ASSIGNED TASK 1: According to the blog post on women junior doctors, why should doctors on maternity leave not receive the automatic yearly pay rise? Answer in one to three sentences.
ASSIGNED TASK 2: Extend the blog post on women junior doctors from the point where it ends.

EXCERPTED PASSAGE Start Marker

Debate Magazine

Women Junior Doctors

Posted on the 04 October 2015 by Markwadsworth @Mark_Wadsworth

From the Telegraph
The contracts also change the current automatic pay progression that means a trainee doctor’s salary goes up every year. Under the proposed changes, doctors who take time out of their training for maternity leave or to study for a PhD will not be eligible for the automatic rise.
You get an automatic pay rise when you take a year out to spend it changing nappies? And some people think it's wrong for the government to be stopping this? Are you a better doctor after you've spent a year with rattles and warming bottles? No, so why should you be paid more?
“It’s really difficult if you’re trying to put a roof over your children’s’ heads,” says Tamsett who has just had her first child and is currently on maternity leave. “The fact that I could work part-time was one of the reasons I thought medicine was a good career for me but now I’m faced with the prospect of returning to a job that demands longer hours for less pay.
Go back to work and hire a nanny then. £32K will cover it and you'll be better off if the finances matter.

EXCERPTED PASSAGE End Marker
GIVEN ENTRIES Start Marker

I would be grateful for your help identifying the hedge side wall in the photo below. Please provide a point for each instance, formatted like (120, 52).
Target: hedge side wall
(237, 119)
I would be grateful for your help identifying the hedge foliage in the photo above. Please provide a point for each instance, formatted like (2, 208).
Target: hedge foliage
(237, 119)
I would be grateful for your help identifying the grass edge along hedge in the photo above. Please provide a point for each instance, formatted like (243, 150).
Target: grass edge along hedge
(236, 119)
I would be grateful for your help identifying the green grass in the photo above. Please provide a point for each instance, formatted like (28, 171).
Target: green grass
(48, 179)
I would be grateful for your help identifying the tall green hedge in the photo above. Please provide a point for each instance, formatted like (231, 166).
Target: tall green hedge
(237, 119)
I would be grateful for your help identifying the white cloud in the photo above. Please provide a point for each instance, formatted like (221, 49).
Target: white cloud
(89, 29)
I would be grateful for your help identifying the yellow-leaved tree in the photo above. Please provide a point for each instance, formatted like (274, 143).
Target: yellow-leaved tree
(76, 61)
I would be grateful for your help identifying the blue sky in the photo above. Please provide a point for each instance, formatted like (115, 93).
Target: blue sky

GIVEN ENTRIES End Marker

ANSWER SPACE 1: The post argues that a year spent on childcare, changing nappies and warming bottles, does not make someone a better doctor. Since the doctor is no better at the job, the post sees no reason for the pay to go up.

ANSWER SPACE 2:
But female doctors particularly feel they will be penalised by the potential new contracts. “If you’re a mother as well as a doctor, you’re hit extra hard,” explains mother-of-two Dr Rachel Clarke, 42. She gave up a well-paid career in TV production to retrain as a doctor and is now doing her core medical training in Oxford, where she earns around £20,000 a year.
What clown allows people in their late-30s to do medical training? Seriously. It costs £250K to train a doctor and there are limited places. If you consider that someone normally works for around 40 years, that's like training half a doctor.
Sarah, a 31-year-old junior doctor in anaesthetics who didn’t want to give her full name, is worried about the effect the contracts would have on gender equality within the medical profession as a whole:
“As the majority of medical school graduates are now female, it is clear that penalising against trainee doctors for taking parental leave has widespread implications for medicine as a profession, just as we were making strides in the area of gender equality.”
Widespread implications being that more men, and women would rather hand their kids to nanny go into medicine raising the total capacity of doctors? And this is a bad thing, how?